Your objective >> Locate each line below that includes "comforter" and reproduce it.

Start of Data listing

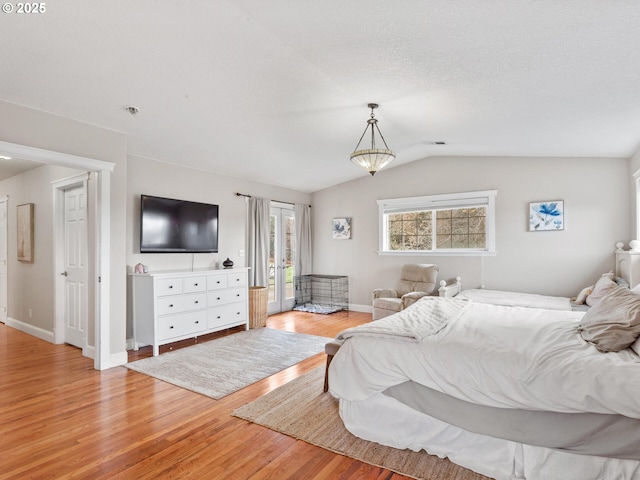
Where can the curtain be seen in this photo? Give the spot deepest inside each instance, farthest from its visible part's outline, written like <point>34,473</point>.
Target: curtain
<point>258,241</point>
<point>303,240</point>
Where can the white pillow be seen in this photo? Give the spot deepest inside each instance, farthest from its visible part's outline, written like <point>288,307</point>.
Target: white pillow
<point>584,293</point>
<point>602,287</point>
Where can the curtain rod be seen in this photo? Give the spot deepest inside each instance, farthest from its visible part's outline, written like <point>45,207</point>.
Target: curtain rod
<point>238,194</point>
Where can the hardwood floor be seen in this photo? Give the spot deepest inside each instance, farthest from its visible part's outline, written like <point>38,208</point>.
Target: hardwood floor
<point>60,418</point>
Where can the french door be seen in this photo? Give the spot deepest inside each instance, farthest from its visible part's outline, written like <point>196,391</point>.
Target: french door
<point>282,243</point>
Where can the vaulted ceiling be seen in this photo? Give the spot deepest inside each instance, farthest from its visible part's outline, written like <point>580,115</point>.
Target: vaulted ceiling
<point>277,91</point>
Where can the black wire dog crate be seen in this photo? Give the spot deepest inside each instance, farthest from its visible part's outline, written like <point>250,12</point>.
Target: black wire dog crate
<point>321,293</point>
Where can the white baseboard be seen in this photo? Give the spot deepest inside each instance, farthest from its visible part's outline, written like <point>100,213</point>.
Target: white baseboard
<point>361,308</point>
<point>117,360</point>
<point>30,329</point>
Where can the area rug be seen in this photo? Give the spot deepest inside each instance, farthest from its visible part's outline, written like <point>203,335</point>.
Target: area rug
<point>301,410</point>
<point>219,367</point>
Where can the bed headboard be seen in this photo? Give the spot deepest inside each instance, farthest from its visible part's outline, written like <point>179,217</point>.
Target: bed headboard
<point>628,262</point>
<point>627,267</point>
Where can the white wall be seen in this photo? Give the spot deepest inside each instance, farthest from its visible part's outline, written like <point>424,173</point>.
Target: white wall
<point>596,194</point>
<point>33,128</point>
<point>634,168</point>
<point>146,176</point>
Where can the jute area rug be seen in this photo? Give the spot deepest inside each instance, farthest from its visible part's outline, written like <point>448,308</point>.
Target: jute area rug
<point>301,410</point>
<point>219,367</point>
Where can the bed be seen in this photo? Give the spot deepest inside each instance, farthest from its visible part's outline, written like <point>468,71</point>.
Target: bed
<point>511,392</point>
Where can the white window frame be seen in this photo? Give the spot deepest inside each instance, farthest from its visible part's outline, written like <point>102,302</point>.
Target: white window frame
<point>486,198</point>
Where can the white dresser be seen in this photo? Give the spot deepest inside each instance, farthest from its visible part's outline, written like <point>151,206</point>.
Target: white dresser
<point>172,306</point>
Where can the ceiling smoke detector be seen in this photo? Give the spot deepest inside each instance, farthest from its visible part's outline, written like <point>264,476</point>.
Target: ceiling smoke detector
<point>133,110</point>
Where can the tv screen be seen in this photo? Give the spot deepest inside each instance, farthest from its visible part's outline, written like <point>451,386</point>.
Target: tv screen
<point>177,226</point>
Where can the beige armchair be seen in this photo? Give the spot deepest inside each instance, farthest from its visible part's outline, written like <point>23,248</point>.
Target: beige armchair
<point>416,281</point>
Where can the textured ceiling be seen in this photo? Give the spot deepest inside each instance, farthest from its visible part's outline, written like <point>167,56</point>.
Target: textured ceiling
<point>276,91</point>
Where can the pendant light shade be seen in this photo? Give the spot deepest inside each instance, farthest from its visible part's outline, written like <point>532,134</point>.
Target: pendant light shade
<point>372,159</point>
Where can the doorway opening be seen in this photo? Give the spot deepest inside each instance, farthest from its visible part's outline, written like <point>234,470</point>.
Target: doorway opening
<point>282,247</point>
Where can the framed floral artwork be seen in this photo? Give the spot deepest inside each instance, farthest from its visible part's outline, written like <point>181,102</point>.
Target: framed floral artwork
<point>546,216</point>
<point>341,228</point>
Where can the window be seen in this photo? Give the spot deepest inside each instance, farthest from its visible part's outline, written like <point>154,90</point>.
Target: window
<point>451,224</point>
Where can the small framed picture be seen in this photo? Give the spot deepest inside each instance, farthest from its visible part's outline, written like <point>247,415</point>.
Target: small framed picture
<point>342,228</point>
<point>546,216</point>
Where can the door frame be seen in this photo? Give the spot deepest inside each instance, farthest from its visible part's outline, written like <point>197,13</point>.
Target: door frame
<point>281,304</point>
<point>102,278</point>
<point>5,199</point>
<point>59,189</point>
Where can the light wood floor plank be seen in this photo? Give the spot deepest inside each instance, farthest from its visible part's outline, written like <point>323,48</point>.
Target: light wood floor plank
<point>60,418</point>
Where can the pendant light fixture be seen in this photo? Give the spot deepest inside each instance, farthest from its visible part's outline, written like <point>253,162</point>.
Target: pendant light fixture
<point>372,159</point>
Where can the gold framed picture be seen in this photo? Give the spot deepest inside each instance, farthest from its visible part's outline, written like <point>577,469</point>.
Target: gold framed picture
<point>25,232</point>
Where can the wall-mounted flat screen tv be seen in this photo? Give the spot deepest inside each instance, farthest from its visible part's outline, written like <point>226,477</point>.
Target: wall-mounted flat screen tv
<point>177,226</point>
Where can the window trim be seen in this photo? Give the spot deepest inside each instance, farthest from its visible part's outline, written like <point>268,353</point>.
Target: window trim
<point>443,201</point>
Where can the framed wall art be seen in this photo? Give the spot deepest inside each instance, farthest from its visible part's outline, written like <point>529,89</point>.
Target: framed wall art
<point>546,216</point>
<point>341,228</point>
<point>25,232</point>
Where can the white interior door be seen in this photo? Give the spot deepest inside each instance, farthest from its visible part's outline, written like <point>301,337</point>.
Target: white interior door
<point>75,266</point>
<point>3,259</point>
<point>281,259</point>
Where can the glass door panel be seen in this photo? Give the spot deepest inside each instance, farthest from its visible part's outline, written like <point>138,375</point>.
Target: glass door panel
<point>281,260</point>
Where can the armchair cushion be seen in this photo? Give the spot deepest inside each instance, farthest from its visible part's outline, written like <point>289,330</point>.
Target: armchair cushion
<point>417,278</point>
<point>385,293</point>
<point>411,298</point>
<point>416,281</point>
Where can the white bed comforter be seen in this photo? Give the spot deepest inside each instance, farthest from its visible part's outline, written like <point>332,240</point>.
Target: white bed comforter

End of Data listing

Task output >>
Where can the white bed comforter be seen in this photo? Give the spot deepest inside each instance, farthest from its visible part's outline, written like <point>332,240</point>.
Target: white bed comforter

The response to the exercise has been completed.